7. The judge considered the sponsor’s claims to have regularly sent monies to Ghana for the welfare of the appellant ever since she was in the UK, and that meant since 1998. He found that the sponsor had failed to provide reliable evidence corroborating this claim. The sponsor accepted that for a number of years preceding 2003, she was studying and had little money herself, since her studies were paid for by her family in Ghana. The sponsor added that her own mother stopped sending her money before 2003 and before she graduated. The judge found it inconsistent and to be implausible that the sponsor was relying on money sent to her from her family in Ghana when she was at university, but at the same time was sending money to her mother in Ghana. There was no reliable documentary evidence from the sponsor’s sister, or any friends, or other relatives that on any occasion the sponsor had ever given them any monies to take to Ghana for the welfare of the appellant. He found such a claim to be a convenient one and not supported by reliable evidence.

 

8. The judge noted that a number of money transfer receipts had been provided in support of the appellant’s claim that the sponsor had sent monies regularly to Ghana for her. Notwithstanding that the money transfer receipts were fairly recent, the judge found that the named receivers of those monies all have different names and none related to the appellant or the appellant’s grandmother, with whom the appellant lives. The sponsor claimed that the reason for this was that her mother was unwell and it would not have been sensible to have forwarded the money directly to her. Bearing in mind the age of the appellant, the judge saw no reason why the monies could not have been sent directly to the appellant over recent years. There was no reliable evidence showing that even if the appellant’s grandmother was unwell, that she would not have been in a position to have used such monies for the day-to-day care of the appellant.

 

9. The judge considered that there was clear evidence that for at least the last two years, the appellant’s father has been providing financially for the appellant.
+-------+
JOB ▸
Render this sentence from the decision excerpt in French: "The judge considered that there was clear evidence that for at least the last two years, the appellant's father has been providing financially for the appellant." Rely solely on the decision excerpt.

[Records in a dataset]
+-------+
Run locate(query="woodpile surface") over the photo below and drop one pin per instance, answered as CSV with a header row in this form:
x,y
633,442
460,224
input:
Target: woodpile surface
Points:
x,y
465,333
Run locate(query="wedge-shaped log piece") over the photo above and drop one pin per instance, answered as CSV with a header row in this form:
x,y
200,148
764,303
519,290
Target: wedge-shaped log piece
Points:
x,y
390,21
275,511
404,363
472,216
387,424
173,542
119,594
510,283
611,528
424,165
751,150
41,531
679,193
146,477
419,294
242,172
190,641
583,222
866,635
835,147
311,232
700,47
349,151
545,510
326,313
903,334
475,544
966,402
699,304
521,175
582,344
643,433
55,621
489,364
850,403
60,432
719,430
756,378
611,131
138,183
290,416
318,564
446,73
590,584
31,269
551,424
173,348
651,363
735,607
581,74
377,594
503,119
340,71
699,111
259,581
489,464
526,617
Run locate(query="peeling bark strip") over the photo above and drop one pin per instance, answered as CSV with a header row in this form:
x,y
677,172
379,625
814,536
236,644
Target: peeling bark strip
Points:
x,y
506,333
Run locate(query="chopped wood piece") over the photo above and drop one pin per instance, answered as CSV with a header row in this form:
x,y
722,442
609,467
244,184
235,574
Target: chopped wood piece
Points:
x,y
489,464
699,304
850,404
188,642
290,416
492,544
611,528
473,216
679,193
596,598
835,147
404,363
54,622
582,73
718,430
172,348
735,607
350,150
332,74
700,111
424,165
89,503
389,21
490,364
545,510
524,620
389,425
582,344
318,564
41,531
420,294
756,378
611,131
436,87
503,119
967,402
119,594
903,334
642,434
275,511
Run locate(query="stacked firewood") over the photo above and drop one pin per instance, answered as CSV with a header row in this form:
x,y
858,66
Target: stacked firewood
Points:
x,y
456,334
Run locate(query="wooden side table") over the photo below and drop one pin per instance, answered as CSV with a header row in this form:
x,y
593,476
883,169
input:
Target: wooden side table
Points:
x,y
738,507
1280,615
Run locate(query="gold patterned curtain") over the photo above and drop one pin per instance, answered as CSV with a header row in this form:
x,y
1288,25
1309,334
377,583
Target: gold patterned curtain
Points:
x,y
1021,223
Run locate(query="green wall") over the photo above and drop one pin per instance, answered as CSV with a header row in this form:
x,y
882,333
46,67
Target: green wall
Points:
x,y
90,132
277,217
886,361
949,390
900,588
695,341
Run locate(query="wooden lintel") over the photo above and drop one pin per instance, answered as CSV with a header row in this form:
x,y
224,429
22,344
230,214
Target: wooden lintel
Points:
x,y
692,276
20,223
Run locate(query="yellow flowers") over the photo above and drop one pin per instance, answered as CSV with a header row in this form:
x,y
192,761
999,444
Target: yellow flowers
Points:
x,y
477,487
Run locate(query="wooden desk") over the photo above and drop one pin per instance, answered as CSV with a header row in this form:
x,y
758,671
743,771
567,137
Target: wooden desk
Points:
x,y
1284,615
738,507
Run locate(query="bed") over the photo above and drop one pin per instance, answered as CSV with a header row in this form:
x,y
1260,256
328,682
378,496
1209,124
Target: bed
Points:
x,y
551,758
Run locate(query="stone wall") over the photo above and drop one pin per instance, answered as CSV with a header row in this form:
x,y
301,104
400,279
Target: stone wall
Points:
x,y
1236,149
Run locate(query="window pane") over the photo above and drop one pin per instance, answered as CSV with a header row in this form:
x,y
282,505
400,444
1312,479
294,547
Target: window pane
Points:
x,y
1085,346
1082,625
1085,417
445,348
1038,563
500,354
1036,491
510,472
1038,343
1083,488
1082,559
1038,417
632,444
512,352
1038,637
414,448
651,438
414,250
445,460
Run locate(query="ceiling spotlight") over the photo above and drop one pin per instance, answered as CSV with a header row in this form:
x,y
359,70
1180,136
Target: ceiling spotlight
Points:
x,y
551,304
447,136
+-------+
SOLUTION ▸
Le juge a estimé qu'il existait des preuves claires que, depuis au moins les deux dernières années, le père de l'appelante subvient financièrement aux besoins de l'appelante.